▶ _EXCERTO DO TEXTO_:
────────────────────────────────────────
“Não, não é o último álbum da Taylor Swift! Estamos em agosto de 1913. Limpei estes autocromos mágicos do tenente-coronel Mervyn O’Gorman, tirados antes da Grande Guerra. Estão com a cor original, não foram colorizados.”
Stuart Humphryes não se cansa de dizer que as cores de imagens como esta com que abrimos o artigo, tirada na praia de Siouville-Hague, na Normandia, França, por volta de 1920, são todas de origem. E para quem duvida da existência da fotografia a cores no início do século XX, o artista digital e criador de conteúdos inglês desdobra-se em explicações sobre autocromos, o processo inventado pelos irmãos Lumière para retratar a vida como ela era.
Mas o que leva tanta gente a duvidar da idade destas fotografias é o facto de elas nos apareceram tão nítidas e com as cores tão vibrantes. E é para desfazer essas dúvidas que Stuart Humphryes, conhecido na internet como BabelColour, faz questão de explicar o trabalho minucioso de restauro que está por detrás de cada uma das muitas imagens que tem vindo a partilhar no Twitter e no Instagram.
A rapariga de capa vermelha que vemos nesta fotografia era Christina Elizabeth Frances Bevan (1897-1981), filha de Edwyn Robert Bevan e de Mary Waldegrave, conhecida pela família e amigos como “Daisy”. Tinha 16 anos quando o tenente-coronel irlandês Mervyn O’Gorman a fotografou na praia Durdle Door, em Lulworth Cove, Dorset, na costa do Canal da Mancha, no Reino Unido.
Na coleção da Royal Photographic Society, há mais fotografias tiradas por O’Gorman nesse dia de agosto de 1913. As duas famílias eram vizinhas e amigas o suficiente para o tenente-coronel convidar Christina a acompanhá-lo a si e às suas duas filhas num passeio até aquela praia famosa por causa de um arco natural de calcário do tempo jurássico.
────────────────────────────────────────
[Entradas guardadas]
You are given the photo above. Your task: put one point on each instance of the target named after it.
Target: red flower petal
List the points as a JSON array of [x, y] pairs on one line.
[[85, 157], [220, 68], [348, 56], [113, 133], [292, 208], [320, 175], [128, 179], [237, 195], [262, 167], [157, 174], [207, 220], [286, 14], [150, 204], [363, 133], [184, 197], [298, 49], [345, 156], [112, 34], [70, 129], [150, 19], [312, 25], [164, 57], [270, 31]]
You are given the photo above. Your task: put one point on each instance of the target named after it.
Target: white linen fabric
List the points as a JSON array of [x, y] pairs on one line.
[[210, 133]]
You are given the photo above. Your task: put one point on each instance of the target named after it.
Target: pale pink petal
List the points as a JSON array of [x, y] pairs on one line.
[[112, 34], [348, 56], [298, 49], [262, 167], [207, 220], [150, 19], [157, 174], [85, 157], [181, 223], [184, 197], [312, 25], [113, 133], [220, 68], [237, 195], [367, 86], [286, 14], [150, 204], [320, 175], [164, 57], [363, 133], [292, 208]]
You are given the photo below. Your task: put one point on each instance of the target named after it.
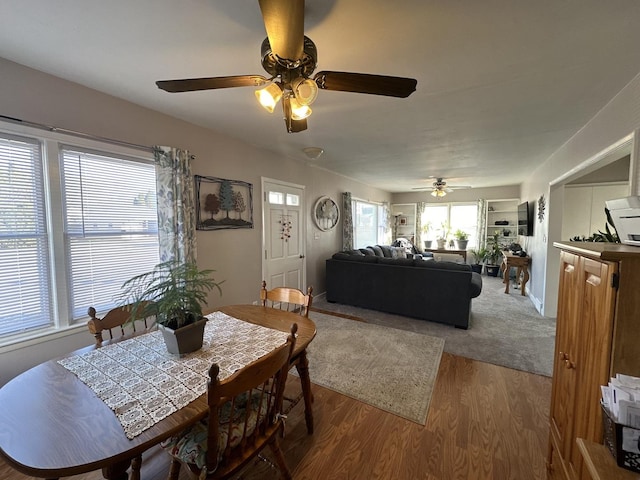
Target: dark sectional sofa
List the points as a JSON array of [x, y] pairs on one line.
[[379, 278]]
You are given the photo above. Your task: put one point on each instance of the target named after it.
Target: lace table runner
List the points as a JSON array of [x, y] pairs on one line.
────────────────────────────────────────
▶ _LISTA DE TAREFAS_:
(1) Enumere todos os anos escritos em algarismos no texto sobre os autocromos, sem repetir nenhum.
(2) Prossiga o texto sobre os autocromos a partir do ponto em que termina.
Os registos provêm de outra fonte.

▶ _RESPOSTAS POR TAREFA_:
(1) 1913, 1920, 1897, 1981

(2)
Mervyn O’Gorman (1871-1958) foi um dos maiores engenheiros aeronáuticos britânicos. Nos intervalos da sua profissão, foi também um pioneiro do automobilismo, desempenhando um papel fundamental na introdução do Código de Trânsito, e um artista. Gostava de gravura, de trabalhar com laca e de fotografar. Olhando para o seu currículo, não admira que tenha rapidamente experimentado fazer autocromos, um antigo processo de fotografia a cores, patenteado em 1903 por Auguste e Louis Lumière, na França, e comercializado pela primeira vez em 1907.
Um autocromo é o resultado de um processo em que placas de vidro são cobertas por minúsculos grãos de amido de batata tingidos de laranja, verde, e azul-violeta. É uma imagem positiva, portanto única. No início do século XX, sobretudo na década de 30, era o processo principal para se obter fotografias a cores. Só seria destronado a partir de meados dos anos 30, quando surgiram os filmes diapositivos Kodachrome e Agfacolor (comercializados pela Kodak e pela Agfa).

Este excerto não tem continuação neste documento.